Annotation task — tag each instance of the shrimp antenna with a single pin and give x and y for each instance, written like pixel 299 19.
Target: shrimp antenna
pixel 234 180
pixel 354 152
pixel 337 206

**EXERCISE OBJECTIVE:** Reproduce every one of the lines above word for word, changing nothing.

**SOLUTION TO THIS EXERCISE:**
Annotation task — tag each instance of the shrimp antenna with a single pin and give x and y for each instance, written like pixel 299 19.
Target: shrimp antenna
pixel 234 180
pixel 354 152
pixel 337 206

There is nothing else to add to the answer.